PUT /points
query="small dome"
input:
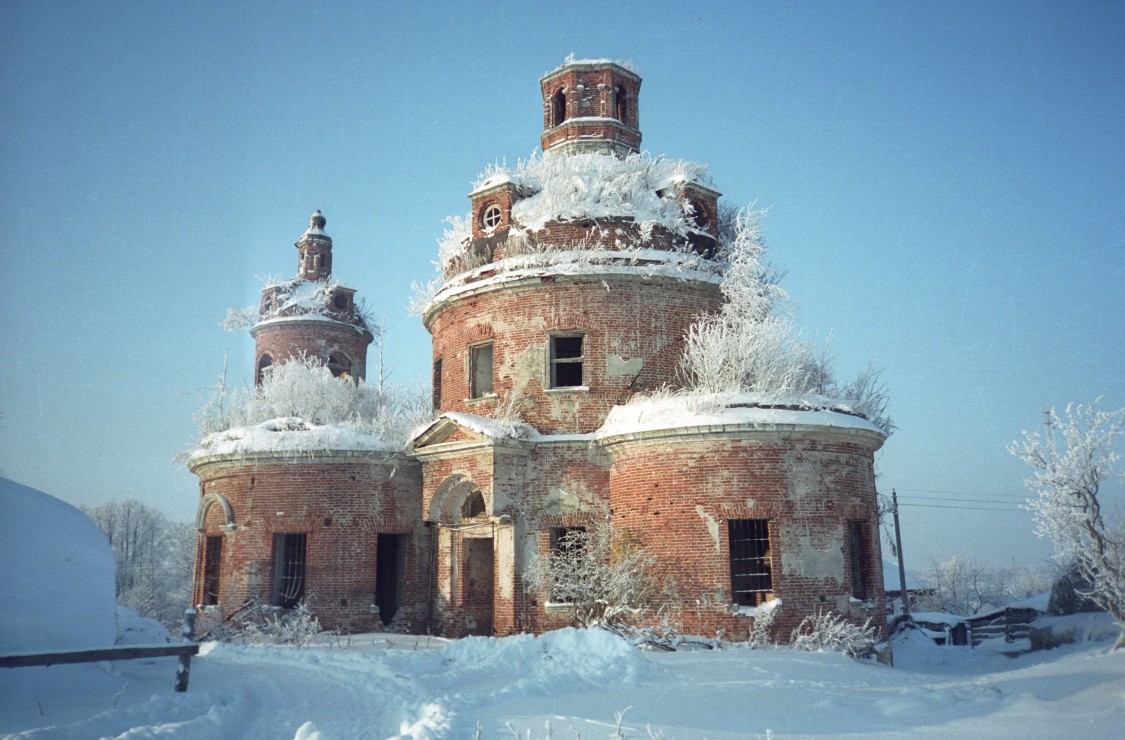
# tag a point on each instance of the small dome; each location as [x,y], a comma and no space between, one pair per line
[316,223]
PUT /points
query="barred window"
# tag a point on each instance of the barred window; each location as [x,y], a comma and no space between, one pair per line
[213,559]
[566,360]
[750,569]
[288,587]
[480,370]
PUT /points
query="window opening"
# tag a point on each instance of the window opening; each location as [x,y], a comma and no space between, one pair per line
[558,108]
[435,393]
[263,362]
[288,587]
[213,558]
[480,370]
[750,572]
[566,360]
[474,505]
[857,559]
[567,542]
[491,217]
[619,106]
[389,575]
[339,364]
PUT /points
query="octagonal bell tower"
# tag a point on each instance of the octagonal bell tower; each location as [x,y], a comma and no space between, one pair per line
[591,106]
[312,315]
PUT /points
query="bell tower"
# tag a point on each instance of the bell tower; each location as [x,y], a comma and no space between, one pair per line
[591,106]
[315,249]
[312,315]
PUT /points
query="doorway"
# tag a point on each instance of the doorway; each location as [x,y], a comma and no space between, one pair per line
[389,574]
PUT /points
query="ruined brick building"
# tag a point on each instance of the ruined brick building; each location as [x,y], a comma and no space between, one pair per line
[568,313]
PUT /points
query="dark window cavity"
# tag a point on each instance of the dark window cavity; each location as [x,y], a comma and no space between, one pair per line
[750,571]
[566,360]
[435,393]
[479,370]
[857,558]
[288,586]
[213,559]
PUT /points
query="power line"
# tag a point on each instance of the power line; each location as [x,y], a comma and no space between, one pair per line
[964,501]
[971,508]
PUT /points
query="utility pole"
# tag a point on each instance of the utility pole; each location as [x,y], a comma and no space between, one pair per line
[898,546]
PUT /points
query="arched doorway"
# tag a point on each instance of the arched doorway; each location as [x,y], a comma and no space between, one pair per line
[465,555]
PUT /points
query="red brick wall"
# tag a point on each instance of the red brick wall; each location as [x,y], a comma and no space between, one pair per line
[341,506]
[676,495]
[624,321]
[314,337]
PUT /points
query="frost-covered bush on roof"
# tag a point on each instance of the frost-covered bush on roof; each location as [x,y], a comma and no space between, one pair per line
[300,405]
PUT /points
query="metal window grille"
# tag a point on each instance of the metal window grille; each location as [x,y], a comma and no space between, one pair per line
[213,559]
[479,370]
[750,570]
[437,384]
[566,361]
[857,558]
[288,569]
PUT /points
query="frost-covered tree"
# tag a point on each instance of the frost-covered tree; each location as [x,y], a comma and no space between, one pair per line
[305,389]
[1071,459]
[602,578]
[153,557]
[752,345]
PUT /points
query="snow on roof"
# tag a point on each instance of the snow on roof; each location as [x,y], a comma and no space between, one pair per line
[570,61]
[685,411]
[642,263]
[575,187]
[290,434]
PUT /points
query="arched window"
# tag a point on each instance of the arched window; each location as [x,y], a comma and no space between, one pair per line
[474,505]
[263,362]
[340,364]
[558,108]
[620,106]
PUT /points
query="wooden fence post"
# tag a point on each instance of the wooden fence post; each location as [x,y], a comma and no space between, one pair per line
[189,633]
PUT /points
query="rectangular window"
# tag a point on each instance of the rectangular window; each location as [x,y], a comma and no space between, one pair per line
[857,558]
[437,385]
[566,360]
[750,571]
[288,586]
[213,559]
[479,370]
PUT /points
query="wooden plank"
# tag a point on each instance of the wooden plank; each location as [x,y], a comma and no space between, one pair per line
[123,652]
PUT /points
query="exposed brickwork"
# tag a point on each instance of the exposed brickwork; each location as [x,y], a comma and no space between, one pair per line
[470,508]
[342,507]
[675,494]
[632,337]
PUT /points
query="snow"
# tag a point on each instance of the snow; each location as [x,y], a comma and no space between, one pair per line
[568,683]
[757,409]
[290,434]
[891,578]
[575,682]
[57,588]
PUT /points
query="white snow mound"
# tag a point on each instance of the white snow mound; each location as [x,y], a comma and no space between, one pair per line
[59,588]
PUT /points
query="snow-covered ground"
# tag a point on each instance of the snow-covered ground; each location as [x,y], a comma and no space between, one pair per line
[565,684]
[573,684]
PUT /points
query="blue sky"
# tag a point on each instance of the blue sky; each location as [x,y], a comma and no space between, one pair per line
[944,187]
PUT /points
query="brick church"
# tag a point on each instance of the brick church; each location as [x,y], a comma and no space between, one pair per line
[573,312]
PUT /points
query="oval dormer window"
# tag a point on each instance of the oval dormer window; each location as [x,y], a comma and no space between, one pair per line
[491,217]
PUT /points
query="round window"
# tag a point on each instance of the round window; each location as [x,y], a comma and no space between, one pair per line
[491,216]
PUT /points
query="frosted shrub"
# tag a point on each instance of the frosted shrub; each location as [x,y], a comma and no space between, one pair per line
[829,631]
[752,346]
[1071,458]
[304,391]
[602,581]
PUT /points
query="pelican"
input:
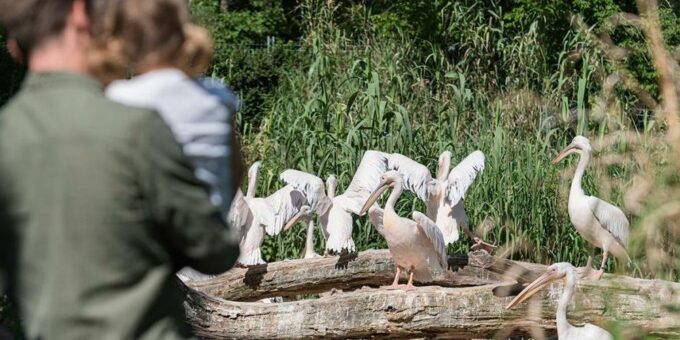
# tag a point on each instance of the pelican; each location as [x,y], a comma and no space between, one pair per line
[602,224]
[255,216]
[416,245]
[444,194]
[305,216]
[566,273]
[335,212]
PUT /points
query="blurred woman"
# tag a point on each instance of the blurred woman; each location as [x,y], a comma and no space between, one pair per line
[155,42]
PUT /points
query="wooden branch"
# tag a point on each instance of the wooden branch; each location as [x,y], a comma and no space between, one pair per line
[460,313]
[297,277]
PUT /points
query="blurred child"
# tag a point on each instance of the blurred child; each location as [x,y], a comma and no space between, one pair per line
[155,41]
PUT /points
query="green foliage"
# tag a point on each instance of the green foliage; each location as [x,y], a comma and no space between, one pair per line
[362,90]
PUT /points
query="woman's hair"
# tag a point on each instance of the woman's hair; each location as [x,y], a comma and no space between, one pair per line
[134,36]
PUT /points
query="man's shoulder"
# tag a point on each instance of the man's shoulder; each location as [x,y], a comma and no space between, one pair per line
[90,111]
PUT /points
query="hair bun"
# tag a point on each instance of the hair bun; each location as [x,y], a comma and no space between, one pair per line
[196,52]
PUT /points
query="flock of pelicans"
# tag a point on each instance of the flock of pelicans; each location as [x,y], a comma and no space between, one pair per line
[418,244]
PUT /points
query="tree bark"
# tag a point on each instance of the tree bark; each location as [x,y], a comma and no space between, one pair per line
[297,277]
[459,313]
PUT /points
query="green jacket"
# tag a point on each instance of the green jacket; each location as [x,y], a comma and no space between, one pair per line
[101,208]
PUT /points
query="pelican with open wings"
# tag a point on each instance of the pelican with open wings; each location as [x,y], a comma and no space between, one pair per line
[416,245]
[444,194]
[335,212]
[602,224]
[566,273]
[255,216]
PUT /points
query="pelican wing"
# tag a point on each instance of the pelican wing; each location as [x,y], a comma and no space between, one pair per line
[279,208]
[462,176]
[238,212]
[366,179]
[430,229]
[417,177]
[311,186]
[611,218]
[375,215]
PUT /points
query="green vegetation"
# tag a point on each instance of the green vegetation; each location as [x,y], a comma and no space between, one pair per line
[420,77]
[515,79]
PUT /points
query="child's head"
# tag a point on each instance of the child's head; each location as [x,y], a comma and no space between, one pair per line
[139,36]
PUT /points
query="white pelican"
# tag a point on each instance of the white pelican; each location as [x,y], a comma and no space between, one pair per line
[335,212]
[417,245]
[253,216]
[603,225]
[567,273]
[305,215]
[443,195]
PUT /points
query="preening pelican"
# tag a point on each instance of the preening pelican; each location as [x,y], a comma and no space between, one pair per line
[253,216]
[602,224]
[417,245]
[566,273]
[335,212]
[443,195]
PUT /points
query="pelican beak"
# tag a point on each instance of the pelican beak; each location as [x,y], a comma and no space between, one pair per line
[374,197]
[534,287]
[299,216]
[571,148]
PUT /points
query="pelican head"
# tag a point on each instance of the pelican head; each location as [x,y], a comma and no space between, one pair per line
[254,169]
[578,145]
[390,178]
[304,214]
[556,272]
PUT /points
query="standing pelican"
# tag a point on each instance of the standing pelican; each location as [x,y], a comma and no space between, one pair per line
[417,245]
[335,212]
[253,216]
[565,331]
[443,195]
[600,223]
[305,215]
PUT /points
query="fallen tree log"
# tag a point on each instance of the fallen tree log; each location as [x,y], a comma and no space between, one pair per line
[310,276]
[464,312]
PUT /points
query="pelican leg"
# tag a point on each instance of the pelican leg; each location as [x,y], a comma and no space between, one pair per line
[598,274]
[395,283]
[586,271]
[409,286]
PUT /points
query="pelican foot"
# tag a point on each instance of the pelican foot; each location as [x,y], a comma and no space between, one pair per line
[596,274]
[481,245]
[393,287]
[409,288]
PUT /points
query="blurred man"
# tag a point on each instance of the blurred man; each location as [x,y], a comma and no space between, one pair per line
[100,205]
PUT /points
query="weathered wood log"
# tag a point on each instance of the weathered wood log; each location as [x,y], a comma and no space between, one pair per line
[430,311]
[460,313]
[297,277]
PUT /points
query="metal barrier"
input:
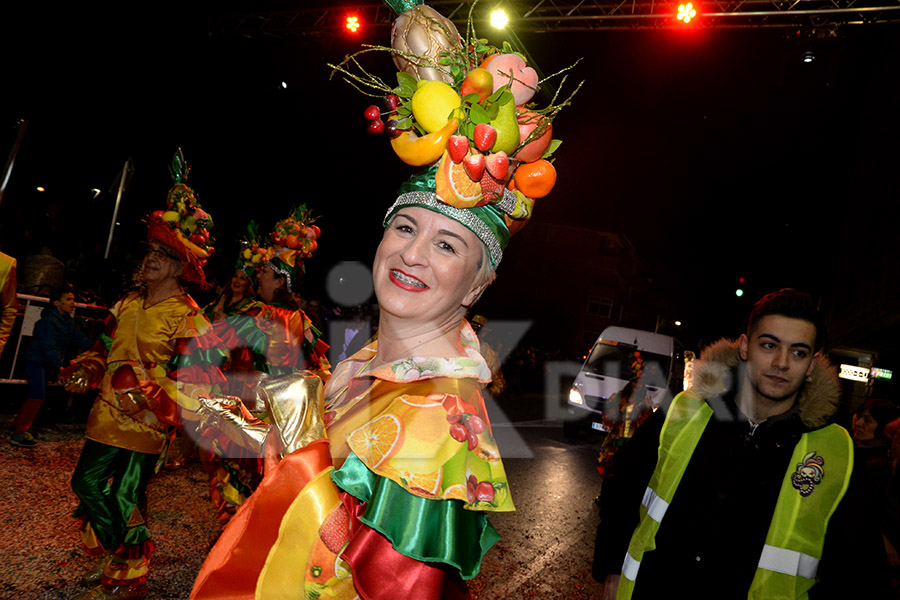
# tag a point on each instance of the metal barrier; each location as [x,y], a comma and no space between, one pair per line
[29,313]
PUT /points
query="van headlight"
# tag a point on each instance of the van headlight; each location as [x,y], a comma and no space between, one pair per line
[575,396]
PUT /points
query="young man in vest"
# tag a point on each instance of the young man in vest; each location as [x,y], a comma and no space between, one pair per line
[748,482]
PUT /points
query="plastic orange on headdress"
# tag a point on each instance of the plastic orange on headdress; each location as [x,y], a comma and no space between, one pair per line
[184,227]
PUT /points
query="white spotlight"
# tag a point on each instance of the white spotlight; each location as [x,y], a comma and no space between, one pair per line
[499,19]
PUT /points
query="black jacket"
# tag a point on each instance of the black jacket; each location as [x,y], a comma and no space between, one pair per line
[713,532]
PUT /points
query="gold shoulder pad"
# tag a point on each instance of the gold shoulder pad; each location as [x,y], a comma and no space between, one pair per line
[295,404]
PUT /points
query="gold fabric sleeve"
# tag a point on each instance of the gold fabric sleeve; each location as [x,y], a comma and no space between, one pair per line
[295,404]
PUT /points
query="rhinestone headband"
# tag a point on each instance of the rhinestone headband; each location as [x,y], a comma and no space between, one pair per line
[460,215]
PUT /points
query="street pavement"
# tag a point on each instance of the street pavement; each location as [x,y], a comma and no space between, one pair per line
[545,551]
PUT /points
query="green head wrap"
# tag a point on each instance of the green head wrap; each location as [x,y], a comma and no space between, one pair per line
[486,222]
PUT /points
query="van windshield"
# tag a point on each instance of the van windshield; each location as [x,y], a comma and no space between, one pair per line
[616,360]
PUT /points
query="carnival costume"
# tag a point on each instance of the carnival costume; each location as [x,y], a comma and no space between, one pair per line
[148,382]
[267,340]
[380,487]
[234,472]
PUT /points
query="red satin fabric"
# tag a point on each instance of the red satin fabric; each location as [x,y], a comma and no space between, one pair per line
[235,562]
[382,573]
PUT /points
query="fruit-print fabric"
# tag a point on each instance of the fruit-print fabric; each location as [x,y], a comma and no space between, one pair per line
[420,422]
[393,504]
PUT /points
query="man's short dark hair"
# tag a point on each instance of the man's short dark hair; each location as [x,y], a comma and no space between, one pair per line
[791,303]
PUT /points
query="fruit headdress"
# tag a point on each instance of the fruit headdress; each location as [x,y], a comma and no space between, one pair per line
[253,254]
[294,240]
[462,111]
[184,226]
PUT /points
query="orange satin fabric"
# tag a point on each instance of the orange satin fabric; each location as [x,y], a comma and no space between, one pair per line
[232,568]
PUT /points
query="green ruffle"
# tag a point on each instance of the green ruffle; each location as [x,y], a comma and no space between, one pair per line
[430,530]
[210,357]
[246,330]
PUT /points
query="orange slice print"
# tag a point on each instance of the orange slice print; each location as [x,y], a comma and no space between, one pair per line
[429,401]
[377,440]
[456,491]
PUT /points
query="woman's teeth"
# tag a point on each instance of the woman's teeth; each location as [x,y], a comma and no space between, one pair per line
[408,280]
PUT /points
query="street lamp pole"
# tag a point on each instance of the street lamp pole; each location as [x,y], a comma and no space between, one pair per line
[22,124]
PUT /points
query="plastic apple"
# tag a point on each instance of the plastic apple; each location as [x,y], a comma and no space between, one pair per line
[524,77]
[478,81]
[528,122]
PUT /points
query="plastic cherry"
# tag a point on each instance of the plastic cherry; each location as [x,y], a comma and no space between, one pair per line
[390,102]
[392,129]
[372,113]
[375,127]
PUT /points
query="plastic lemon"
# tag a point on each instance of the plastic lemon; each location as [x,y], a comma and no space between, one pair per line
[433,104]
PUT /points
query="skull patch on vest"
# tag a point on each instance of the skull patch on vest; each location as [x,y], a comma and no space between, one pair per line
[808,474]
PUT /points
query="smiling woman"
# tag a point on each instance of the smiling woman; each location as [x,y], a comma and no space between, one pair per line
[386,493]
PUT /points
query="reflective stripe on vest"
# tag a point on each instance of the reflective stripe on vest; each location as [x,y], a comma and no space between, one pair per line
[685,423]
[816,480]
[789,561]
[655,505]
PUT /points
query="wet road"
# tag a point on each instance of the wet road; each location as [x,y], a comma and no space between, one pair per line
[547,545]
[545,551]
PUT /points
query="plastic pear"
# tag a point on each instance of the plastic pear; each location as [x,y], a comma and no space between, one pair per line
[507,128]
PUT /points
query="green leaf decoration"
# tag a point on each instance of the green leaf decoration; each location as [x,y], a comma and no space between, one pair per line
[406,84]
[401,6]
[472,98]
[554,144]
[479,115]
[179,168]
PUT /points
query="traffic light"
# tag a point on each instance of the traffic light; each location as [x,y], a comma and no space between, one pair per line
[687,11]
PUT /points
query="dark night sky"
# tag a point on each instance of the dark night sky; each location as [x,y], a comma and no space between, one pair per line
[719,153]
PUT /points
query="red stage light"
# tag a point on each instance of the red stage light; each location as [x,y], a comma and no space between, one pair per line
[686,12]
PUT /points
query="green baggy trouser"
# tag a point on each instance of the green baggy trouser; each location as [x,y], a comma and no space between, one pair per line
[111,484]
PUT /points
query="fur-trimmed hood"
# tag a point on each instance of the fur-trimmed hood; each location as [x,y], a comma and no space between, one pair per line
[818,399]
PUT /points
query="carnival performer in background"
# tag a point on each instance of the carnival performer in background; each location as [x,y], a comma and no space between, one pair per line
[9,302]
[233,471]
[386,480]
[293,342]
[147,387]
[269,338]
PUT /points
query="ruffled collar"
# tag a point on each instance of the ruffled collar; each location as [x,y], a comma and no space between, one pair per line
[418,368]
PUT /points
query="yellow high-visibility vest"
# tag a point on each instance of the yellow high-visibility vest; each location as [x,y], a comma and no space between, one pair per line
[790,558]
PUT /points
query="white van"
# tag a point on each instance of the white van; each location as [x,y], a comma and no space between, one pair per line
[608,369]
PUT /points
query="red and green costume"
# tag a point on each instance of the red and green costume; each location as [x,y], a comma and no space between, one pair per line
[391,503]
[172,355]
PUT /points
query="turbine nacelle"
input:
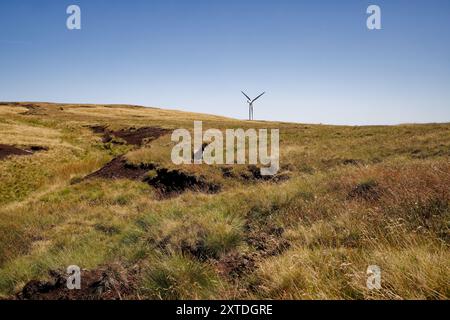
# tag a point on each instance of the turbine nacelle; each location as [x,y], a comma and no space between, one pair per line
[250,104]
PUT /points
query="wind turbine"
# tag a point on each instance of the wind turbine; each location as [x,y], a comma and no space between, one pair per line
[250,104]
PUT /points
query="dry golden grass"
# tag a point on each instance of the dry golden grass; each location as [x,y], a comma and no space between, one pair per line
[356,196]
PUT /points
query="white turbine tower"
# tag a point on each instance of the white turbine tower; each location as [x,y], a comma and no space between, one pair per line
[250,104]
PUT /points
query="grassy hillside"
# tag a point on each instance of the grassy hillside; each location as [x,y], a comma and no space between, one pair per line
[345,198]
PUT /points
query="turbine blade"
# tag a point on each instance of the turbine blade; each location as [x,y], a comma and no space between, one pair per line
[246,96]
[258,97]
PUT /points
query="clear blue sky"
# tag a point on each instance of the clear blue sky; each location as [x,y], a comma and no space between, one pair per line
[316,59]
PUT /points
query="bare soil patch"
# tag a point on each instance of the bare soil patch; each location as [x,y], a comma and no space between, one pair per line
[101,284]
[236,264]
[173,182]
[131,136]
[8,150]
[119,168]
[369,191]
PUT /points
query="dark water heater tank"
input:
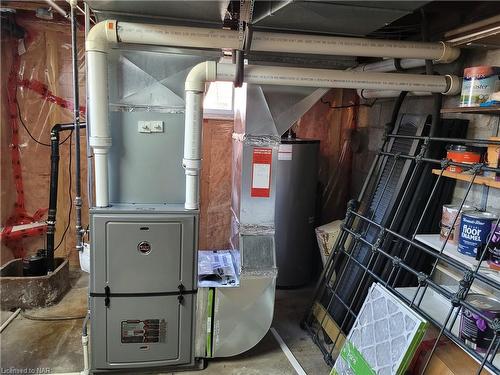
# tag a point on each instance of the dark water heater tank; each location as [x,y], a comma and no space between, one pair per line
[295,210]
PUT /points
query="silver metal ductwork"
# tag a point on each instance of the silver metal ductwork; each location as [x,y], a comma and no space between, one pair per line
[262,114]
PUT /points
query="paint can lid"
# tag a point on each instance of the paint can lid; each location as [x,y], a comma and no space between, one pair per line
[481,215]
[482,302]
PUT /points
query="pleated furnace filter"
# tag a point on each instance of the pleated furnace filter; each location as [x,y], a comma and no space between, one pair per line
[384,337]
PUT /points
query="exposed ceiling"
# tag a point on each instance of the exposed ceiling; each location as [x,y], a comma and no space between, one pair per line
[357,18]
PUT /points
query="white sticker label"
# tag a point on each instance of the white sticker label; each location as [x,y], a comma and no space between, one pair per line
[285,152]
[261,176]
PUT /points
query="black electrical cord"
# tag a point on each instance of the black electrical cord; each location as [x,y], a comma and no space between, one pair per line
[29,133]
[348,105]
[69,193]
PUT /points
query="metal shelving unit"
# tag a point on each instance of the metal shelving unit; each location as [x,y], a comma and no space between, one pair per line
[390,253]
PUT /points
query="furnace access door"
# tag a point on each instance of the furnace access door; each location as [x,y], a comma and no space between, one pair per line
[142,286]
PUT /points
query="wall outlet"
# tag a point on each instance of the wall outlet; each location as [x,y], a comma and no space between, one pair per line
[150,126]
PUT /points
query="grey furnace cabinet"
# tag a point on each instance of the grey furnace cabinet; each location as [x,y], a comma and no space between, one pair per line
[142,286]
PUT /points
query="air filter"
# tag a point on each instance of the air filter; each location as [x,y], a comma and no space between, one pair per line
[384,337]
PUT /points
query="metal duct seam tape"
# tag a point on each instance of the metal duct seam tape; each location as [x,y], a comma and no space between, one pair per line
[255,229]
[258,140]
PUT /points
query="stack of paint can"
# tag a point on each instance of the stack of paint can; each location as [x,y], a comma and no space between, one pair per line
[475,330]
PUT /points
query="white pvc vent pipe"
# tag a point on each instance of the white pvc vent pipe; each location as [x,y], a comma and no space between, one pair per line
[390,65]
[380,94]
[180,36]
[110,32]
[211,71]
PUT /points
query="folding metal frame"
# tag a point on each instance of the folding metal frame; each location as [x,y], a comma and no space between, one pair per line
[383,266]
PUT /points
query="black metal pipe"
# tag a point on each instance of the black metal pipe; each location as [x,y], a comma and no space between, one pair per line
[54,180]
[448,140]
[76,116]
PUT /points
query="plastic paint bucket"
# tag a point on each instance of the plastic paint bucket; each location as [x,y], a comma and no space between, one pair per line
[474,230]
[494,247]
[474,329]
[462,154]
[450,212]
[478,84]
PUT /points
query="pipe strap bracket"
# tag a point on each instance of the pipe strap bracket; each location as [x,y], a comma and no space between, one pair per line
[191,164]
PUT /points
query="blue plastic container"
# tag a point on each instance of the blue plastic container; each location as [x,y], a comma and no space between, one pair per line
[475,227]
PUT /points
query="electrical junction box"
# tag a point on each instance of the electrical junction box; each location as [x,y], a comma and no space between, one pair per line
[150,126]
[143,286]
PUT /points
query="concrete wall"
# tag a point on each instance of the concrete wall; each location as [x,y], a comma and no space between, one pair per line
[372,120]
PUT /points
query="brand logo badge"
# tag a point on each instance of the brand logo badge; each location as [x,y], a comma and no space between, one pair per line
[144,247]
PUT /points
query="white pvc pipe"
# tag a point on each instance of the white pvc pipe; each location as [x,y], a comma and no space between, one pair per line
[192,147]
[106,32]
[100,137]
[180,36]
[376,94]
[389,65]
[210,71]
[448,85]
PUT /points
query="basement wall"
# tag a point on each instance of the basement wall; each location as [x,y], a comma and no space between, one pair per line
[371,123]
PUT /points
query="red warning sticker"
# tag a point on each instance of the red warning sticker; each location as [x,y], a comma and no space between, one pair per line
[261,172]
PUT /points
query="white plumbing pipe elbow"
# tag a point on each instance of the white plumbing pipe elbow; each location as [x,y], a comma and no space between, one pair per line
[199,75]
[101,35]
[454,85]
[195,87]
[450,54]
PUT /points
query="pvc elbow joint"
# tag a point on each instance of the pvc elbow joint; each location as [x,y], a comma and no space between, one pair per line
[199,75]
[450,53]
[454,85]
[101,35]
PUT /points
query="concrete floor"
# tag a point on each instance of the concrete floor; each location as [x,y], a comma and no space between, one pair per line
[57,345]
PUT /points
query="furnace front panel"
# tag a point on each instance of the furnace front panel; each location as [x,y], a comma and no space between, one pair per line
[142,286]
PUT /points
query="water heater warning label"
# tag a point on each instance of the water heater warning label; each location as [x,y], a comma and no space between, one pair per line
[261,172]
[144,331]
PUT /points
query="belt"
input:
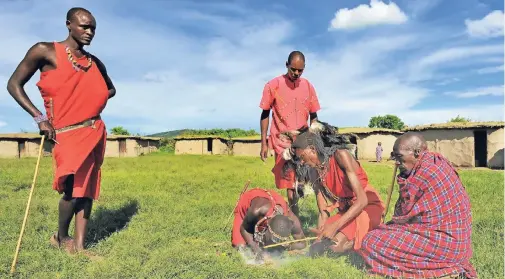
_ _ _ _ _ _ _
▶ [SET PROBLEM]: Return every line of the items above that contains the string "bare".

▶ [SOLUTION TO THIS PROBLEM]:
query="bare soil patch"
# tag a point on each instance of the bare soil patch; each location as [x,y], a comma and no space between, one pair per line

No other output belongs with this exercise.